Coro ’NO’ virus!

Oct 21, 2020

Introducing Nunavut, the place in Canada with zero cases of Coronavirus, and what we could learn and implement in the future, from their approach of handling the pandemic.

Covid-19 cases are rising in many parts of Canada, but one region – Nunavut, a northern territory – is a rare place in North America that can say it’s free of coronavirus within its communities.

What actions did Nunavut implement at the beginning?

When borders around the world started to shut when the coronavirus cases began to drastically rise, government officials in Nunavut made the decision to take no risks and they brought in some of the strictest travel regulations in Canada, barring entry to almost all non-residents.

One of the main reasons behind there being 0 reported cases, were the measures that the area had put into place. Any returning inhabitants were put up in ‘isolation hubs’ at the government’s expense, at hotels within Winnepeg, Yellowknife, Ottawa or Edmonton. Security guards were in place within the hotels and nurses checked in on the health of those isolating. To date there are just over 7000 Nunavummiut who have spent time in these hubs as a stopover before returning to their homes.

What challenges have Nunavut officials come up against?

Like many areas, the people were caught breaking isolation and had stays extended, which in part contributed to occasional waiting times to enter some of the hubs. There were also complaints about the food available to those confined there but, as the coronavirus infections spread throughout Canada, and with the number of cases on the rise once again, the official case count in Nunavut remains zero. 

What is the effect of these challenges?

The average number of people being sent to hospital each day is also rising in the places with the most cases, and health officials have warned a major surge still has the potential to overwhelm the healthcare system. Additionally, infections have begun making their way back into long-term care homes. In late September, there was an outbreak linked to workers who flew in from the south to a remote gold mine 160km (100 miles) from the Arctic Circle. (Those cases are currently being counted as infections in the miners’ home jurisdictions, keeping the territory’s official case count at nil). That outbreak has “almost no chance” of spreading in the community because there hasn’t been any travel between the mine and any of the communities for months, says Dr Patterson.

How are other parts of the country responding to a second wave of the virus?

Parts of Ontario and Quebec have brought back some lockdown measures as they try to bring infections under control, pressing pause on such things as indoor dining and gyms in hotspots like Montreal and Toronto. However, other parts of Canada are doing much better. Atlantic Canada, the four provinces east of Quebec, have been able to limit community spread and implemented a travel bubble, with free movement for residents and strict 14-day isolation orders for outside travellers.

How is the country performing in terms of overall testing for the virus?

* [Requirement]
List every question that serves as a section heading in the Nunavut article.

* [Information supplied]
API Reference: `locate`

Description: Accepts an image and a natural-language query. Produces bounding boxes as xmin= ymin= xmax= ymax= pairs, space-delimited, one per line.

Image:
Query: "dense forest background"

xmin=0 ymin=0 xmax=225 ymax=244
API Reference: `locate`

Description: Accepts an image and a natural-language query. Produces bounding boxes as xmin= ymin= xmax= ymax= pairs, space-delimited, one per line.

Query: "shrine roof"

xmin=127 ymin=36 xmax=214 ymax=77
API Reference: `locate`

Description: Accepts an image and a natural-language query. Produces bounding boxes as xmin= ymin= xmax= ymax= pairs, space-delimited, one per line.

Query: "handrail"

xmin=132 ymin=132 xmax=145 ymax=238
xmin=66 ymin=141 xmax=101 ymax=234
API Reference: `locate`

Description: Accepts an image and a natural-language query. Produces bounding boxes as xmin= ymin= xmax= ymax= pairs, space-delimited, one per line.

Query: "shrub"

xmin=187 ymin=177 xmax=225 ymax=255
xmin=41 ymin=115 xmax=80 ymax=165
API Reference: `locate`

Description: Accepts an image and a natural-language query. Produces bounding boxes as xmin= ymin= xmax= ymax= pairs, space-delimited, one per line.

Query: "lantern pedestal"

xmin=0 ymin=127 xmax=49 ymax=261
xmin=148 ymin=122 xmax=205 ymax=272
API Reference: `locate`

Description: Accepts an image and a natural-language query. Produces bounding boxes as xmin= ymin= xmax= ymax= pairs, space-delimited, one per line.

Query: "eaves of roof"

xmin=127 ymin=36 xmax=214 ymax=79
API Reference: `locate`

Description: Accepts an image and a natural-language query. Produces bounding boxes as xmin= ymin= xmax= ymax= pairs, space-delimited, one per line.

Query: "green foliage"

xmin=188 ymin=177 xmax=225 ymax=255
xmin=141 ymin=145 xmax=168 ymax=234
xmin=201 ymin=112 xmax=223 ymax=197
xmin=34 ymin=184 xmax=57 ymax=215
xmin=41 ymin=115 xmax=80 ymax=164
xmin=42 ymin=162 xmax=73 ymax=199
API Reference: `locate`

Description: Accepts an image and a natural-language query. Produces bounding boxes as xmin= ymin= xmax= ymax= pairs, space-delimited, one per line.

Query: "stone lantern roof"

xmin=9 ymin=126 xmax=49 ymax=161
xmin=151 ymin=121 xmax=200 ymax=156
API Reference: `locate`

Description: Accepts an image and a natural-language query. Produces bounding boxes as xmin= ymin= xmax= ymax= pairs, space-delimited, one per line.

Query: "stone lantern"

* [Result of this exercise]
- What actions did Nunavut implement at the beginning?
- What challenges have Nunavut officials come up against?
- What is the effect of these challenges?
- How are other parts of the country responding to a second wave of the virus?
- How is the country performing in terms of overall testing for the virus?